● Stated exercise
Reproduce verbatim the lines of the records starting at the one containing "[segment] **street lamp**;" and ending at the one containing "[[[231,149],[160,121],[65,89],[0,110],[0,149]]]", including both of those lines and nothing else.

● Material provided
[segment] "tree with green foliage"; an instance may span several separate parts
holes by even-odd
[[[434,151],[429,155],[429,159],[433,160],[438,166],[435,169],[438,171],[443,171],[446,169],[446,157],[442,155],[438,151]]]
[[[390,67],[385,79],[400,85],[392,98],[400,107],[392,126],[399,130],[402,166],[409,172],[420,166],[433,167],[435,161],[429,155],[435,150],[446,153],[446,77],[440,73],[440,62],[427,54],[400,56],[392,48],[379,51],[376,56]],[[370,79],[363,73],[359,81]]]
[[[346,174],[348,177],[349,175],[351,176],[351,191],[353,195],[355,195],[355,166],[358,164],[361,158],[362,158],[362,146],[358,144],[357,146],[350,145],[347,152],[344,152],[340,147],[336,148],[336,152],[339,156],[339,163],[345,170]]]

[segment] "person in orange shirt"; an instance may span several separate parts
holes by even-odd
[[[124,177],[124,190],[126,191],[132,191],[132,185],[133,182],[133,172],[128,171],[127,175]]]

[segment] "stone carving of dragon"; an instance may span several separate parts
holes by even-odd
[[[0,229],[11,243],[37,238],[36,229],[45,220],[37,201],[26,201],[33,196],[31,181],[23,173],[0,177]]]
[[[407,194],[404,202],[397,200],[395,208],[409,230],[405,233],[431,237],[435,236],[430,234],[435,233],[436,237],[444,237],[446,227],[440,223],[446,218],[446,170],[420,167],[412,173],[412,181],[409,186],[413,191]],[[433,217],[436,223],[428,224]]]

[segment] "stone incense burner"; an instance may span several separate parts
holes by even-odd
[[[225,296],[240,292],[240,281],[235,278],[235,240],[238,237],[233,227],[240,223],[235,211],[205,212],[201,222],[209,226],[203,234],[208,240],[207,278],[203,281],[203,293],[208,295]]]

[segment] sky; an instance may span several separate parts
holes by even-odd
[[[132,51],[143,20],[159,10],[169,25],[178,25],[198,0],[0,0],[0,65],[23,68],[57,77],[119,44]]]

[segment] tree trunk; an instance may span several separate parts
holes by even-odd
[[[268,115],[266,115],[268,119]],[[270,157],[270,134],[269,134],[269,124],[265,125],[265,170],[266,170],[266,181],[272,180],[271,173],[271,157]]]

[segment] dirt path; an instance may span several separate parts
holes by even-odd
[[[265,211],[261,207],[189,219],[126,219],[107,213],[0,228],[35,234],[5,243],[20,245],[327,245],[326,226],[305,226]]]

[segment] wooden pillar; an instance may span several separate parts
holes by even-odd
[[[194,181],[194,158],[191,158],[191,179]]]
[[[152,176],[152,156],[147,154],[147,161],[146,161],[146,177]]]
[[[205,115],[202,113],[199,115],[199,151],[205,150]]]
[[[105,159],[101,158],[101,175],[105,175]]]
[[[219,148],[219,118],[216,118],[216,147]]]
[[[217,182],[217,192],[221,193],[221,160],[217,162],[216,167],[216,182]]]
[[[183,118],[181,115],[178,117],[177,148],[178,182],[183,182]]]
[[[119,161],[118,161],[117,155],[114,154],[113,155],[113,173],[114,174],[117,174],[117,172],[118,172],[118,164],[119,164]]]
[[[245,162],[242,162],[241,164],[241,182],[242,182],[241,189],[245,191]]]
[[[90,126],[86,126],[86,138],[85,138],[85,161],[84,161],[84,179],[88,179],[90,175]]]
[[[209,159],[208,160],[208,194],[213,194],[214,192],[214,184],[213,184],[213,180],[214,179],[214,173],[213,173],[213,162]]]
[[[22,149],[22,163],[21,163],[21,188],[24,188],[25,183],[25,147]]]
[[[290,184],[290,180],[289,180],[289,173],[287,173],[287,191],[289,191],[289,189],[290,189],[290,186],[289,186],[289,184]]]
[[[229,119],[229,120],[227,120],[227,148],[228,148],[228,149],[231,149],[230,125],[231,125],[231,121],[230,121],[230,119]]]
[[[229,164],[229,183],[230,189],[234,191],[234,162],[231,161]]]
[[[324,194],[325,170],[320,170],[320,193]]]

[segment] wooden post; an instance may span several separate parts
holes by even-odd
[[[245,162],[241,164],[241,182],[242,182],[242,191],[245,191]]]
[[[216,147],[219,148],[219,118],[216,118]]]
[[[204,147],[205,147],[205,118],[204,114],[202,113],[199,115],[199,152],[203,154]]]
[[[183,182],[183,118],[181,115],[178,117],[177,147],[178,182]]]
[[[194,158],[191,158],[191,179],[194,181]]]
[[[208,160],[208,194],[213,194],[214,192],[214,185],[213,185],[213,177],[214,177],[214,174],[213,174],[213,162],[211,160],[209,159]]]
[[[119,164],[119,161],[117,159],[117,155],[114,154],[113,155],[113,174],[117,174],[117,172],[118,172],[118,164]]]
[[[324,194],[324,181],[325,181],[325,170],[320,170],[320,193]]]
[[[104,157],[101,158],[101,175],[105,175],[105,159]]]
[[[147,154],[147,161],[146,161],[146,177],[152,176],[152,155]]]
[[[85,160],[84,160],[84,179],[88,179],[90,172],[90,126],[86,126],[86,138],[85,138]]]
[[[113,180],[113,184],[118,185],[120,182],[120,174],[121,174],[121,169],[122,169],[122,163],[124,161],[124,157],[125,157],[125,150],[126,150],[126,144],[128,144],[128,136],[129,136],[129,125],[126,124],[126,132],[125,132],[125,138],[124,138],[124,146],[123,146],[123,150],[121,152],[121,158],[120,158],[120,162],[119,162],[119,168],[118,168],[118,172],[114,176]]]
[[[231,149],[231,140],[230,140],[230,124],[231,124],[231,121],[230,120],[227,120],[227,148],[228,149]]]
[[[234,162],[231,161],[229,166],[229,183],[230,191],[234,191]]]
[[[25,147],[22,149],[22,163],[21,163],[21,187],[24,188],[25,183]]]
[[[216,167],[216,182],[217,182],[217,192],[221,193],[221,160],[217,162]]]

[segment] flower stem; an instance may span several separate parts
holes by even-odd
--
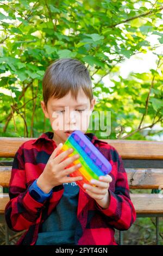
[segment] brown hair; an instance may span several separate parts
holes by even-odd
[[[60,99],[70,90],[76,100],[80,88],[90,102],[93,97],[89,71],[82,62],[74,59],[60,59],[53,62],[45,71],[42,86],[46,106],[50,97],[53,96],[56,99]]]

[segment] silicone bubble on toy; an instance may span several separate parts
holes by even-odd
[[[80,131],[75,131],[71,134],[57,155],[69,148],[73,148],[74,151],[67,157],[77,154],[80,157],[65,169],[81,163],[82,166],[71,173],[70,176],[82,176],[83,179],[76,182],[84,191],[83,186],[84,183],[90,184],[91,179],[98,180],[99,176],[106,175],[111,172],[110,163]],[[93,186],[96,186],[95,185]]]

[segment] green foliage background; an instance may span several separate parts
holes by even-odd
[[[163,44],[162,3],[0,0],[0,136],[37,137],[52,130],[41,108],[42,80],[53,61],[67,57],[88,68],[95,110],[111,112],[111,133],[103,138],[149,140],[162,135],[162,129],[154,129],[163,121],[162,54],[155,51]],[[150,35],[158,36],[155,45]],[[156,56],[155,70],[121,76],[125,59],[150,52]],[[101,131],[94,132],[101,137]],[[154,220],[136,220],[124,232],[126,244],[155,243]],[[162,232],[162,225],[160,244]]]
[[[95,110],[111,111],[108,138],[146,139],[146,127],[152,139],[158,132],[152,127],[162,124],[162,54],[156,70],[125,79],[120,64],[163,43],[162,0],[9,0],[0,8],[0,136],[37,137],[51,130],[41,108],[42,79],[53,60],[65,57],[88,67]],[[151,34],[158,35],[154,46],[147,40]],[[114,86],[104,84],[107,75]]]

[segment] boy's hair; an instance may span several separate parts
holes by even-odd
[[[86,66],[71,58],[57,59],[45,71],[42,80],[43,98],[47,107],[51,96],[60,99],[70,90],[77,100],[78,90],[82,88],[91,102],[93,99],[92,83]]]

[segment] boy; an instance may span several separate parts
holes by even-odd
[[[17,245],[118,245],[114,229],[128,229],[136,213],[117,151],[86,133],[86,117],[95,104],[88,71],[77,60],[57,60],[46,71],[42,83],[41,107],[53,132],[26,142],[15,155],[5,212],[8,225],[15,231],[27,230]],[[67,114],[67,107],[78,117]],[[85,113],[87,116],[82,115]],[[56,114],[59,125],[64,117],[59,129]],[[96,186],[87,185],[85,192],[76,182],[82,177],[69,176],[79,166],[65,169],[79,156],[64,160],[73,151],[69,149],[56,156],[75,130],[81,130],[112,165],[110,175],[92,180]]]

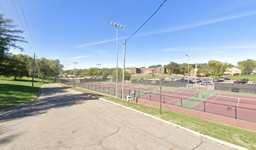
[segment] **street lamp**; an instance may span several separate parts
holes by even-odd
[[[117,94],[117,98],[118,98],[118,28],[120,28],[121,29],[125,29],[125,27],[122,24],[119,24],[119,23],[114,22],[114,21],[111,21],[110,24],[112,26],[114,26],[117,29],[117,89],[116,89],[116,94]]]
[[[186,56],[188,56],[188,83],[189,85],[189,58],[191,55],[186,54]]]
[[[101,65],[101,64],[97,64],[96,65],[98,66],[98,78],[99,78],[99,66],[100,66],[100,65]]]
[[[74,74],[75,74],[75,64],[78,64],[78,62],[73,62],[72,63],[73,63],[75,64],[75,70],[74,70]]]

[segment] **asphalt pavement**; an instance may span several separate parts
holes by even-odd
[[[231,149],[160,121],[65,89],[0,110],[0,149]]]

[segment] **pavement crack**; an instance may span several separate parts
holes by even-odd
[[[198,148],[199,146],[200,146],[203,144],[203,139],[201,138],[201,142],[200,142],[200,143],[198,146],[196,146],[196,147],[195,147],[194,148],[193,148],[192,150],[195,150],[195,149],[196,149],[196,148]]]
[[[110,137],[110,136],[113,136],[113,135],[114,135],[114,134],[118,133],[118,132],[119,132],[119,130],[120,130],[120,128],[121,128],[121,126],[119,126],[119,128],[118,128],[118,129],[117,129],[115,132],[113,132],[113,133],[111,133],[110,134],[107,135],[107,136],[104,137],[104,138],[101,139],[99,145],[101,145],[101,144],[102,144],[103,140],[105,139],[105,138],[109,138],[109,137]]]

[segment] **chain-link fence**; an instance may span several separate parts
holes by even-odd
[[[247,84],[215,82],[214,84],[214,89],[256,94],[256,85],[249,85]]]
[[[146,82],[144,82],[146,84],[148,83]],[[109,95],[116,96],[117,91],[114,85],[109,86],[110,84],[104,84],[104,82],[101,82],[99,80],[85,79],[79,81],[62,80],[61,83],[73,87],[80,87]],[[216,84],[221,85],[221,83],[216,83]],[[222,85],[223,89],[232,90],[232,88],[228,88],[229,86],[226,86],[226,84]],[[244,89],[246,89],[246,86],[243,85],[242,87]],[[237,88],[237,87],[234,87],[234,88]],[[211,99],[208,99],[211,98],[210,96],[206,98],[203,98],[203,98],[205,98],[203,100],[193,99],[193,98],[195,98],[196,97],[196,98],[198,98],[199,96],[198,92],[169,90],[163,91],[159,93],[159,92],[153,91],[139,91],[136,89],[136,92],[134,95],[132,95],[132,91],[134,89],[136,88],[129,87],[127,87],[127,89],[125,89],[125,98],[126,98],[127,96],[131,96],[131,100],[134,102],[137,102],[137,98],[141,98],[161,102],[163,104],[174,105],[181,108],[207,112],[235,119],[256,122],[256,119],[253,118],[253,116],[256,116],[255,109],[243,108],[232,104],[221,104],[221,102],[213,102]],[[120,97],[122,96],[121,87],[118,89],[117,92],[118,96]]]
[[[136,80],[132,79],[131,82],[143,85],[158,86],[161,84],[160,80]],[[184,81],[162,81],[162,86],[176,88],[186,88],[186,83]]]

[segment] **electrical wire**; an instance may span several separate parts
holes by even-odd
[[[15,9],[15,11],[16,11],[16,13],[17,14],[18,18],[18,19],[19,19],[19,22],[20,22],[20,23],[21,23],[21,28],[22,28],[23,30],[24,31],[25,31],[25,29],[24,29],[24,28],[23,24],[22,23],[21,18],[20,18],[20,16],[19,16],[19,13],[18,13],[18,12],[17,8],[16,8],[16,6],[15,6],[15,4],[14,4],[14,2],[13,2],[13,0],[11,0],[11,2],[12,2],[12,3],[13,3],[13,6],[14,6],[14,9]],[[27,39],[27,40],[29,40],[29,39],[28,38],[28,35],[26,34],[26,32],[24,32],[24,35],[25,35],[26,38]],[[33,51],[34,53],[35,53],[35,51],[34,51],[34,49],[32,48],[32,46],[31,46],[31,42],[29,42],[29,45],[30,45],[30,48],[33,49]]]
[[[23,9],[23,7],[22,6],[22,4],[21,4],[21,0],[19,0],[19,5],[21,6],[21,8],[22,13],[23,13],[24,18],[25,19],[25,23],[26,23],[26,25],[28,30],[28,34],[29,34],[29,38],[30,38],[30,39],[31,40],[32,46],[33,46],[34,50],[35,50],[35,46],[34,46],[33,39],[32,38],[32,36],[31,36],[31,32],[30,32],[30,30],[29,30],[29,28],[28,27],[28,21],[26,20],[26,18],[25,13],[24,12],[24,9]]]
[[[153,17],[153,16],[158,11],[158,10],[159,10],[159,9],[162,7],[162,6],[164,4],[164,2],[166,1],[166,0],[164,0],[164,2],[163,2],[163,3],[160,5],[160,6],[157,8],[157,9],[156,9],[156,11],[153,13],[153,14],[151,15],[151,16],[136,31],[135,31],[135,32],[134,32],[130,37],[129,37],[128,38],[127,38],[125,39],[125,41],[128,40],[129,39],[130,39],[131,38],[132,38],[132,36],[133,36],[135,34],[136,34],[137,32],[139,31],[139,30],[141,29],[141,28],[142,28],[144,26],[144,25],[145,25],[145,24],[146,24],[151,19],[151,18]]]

● Task answer
[segment] **street lamp**; an instance may span several separate parts
holes by even-odd
[[[117,94],[117,98],[118,98],[118,28],[120,28],[121,29],[125,29],[125,27],[122,24],[119,24],[119,23],[114,22],[114,21],[111,21],[110,24],[112,26],[114,26],[117,29],[117,89],[116,89],[116,94]]]
[[[186,56],[188,56],[188,83],[189,85],[189,58],[191,55],[186,54]]]
[[[101,65],[101,64],[97,64],[96,65],[98,66],[98,78],[99,78],[99,66],[100,66],[100,65]]]
[[[74,74],[75,74],[75,64],[78,64],[78,62],[73,62],[72,63],[73,63],[75,64],[75,70],[74,70]]]

[segment] **asphalt pavement**; an instance may span several separate parts
holes by even-odd
[[[231,149],[160,121],[65,89],[0,110],[0,149]]]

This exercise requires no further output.